Text excerpt —
* * * *

The
evolution of Smartphone Technology
What is a Smartphone
As
mobile phones started to be used widely across the globe in last
decade, the evolution of those devices was a logical step forward.
Almost every mobile phone manufacturer have started building a
devices that are called smartphones.
Day
by day we constantly face new types of technologies and
infrastructures that help advance us as a society because our need to
communicate and interact. One of the most monumental contributions,
in IT, was the development of the first computer along with the
Internet itself. These two developments have shaped society, as we
know it today and further contributed how we send and receive
information. In our type of society, where everything is moving at a
fast pace, we want to have access to advanced services and technology
indoors and outdoors in a simplistic way or form. From these two
things alone, it has also influenced something as complex yet simple
as a smartphone. According to Rysavy (2010), a smartphone is a clever
device with high-quality services that is portable, user-friendly,
interactive and most importantly beneficial. Smartphones have made it
possible to make simple task easy and accessible but has also made it
a target to malware developers.
While
the use of a computer and laptop are huge advances, it is becoming
more common to see people access the Internet with their tablet or smartphone. These individual tools are almost as powerful as things
such as a netbook and it is also doubled as a cell phone and they are
able to access the internet anywhere even without the use of WI-FI
(Wireless Fidelity, Wireless Internet).

* * * *

Supplied records —
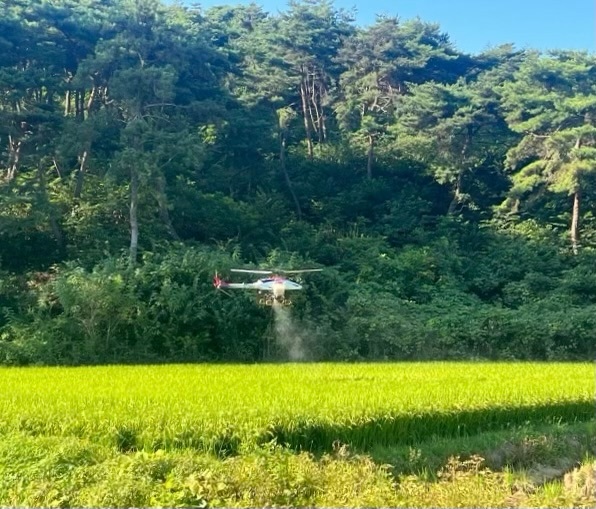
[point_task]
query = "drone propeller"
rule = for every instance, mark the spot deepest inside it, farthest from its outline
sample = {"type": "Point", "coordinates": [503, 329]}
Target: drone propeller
{"type": "Point", "coordinates": [249, 271]}
{"type": "Point", "coordinates": [300, 271]}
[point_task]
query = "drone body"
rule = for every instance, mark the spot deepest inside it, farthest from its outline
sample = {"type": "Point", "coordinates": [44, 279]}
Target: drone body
{"type": "Point", "coordinates": [271, 290]}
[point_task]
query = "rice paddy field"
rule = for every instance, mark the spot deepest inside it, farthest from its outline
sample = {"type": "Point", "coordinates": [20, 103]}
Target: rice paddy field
{"type": "Point", "coordinates": [294, 434]}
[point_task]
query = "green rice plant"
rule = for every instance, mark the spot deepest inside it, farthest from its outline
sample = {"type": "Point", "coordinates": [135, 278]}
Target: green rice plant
{"type": "Point", "coordinates": [224, 409]}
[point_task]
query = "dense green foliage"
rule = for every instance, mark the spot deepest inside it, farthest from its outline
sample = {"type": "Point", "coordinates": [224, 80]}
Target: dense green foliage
{"type": "Point", "coordinates": [145, 146]}
{"type": "Point", "coordinates": [296, 435]}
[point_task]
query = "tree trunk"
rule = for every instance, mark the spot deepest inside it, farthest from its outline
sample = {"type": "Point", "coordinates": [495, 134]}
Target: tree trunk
{"type": "Point", "coordinates": [370, 158]}
{"type": "Point", "coordinates": [305, 115]}
{"type": "Point", "coordinates": [14, 156]}
{"type": "Point", "coordinates": [162, 202]}
{"type": "Point", "coordinates": [575, 222]}
{"type": "Point", "coordinates": [134, 224]}
{"type": "Point", "coordinates": [47, 206]}
{"type": "Point", "coordinates": [456, 196]}
{"type": "Point", "coordinates": [67, 103]}
{"type": "Point", "coordinates": [81, 174]}
{"type": "Point", "coordinates": [282, 160]}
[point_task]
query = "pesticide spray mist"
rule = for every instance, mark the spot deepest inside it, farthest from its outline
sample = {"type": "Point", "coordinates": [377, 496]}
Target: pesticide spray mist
{"type": "Point", "coordinates": [288, 334]}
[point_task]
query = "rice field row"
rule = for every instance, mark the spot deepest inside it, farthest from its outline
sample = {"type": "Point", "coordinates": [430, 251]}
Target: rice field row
{"type": "Point", "coordinates": [228, 408]}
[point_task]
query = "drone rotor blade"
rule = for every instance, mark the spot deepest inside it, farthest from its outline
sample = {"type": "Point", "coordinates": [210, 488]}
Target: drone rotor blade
{"type": "Point", "coordinates": [300, 271]}
{"type": "Point", "coordinates": [249, 271]}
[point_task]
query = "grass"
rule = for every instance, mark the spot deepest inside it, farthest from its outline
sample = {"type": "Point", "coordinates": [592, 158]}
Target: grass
{"type": "Point", "coordinates": [416, 434]}
{"type": "Point", "coordinates": [224, 409]}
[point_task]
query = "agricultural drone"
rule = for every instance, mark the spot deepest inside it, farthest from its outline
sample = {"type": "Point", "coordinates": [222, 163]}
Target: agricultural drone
{"type": "Point", "coordinates": [270, 290]}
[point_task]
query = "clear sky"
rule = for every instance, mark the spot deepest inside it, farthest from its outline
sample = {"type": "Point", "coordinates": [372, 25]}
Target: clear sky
{"type": "Point", "coordinates": [475, 25]}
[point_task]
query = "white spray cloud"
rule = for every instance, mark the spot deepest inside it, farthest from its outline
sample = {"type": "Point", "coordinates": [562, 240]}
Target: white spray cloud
{"type": "Point", "coordinates": [288, 334]}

* * * *

Task goal — Reproduce the full text on the evolution of smartphone technology word for word.

Expected output —
The
evolution of Smartphone Technology
What is a Smartphone
As
mobile phones started to be used widely across the globe in last
decade, the evolution of those devices was a logical step forward.
Almost every mobile phone manufacturer have started building a
devices that are called smartphones.
Day
by day we constantly face new types of technologies and
infrastructures that help advance us as a society because our need to
communicate and interact. One of the most monumental contributions,
in IT, was the development of the first computer along with the
Internet itself. These two developments have shaped society, as we
know it today and further contributed how we send and receive
information. In our type of society, where everything is moving at a
fast pace, we want to have access to advanced services and technology
indoors and outdoors in a simplistic way or form. From these two
things alone, it has also influenced something as complex yet simple
as a smartphone. According to Rysavy (2010), a smartphone is a clever
device with high-quality services that is portable, user-friendly,
interactive and most importantly beneficial. Smartphones have made it
possible to make simple task easy and accessible but has also made it
a target to malware developers.
While
the use of a computer and laptop are huge advances, it is becoming
more common to see people access the Internet with their tablet or smartphone. These individual tools are almost as powerful as things
such as a netbook and it is also doubled as a cell phone and they are
able to access the internet anywhere even without the use of WI-FI
(Wireless Fidelity, Wireless Internet).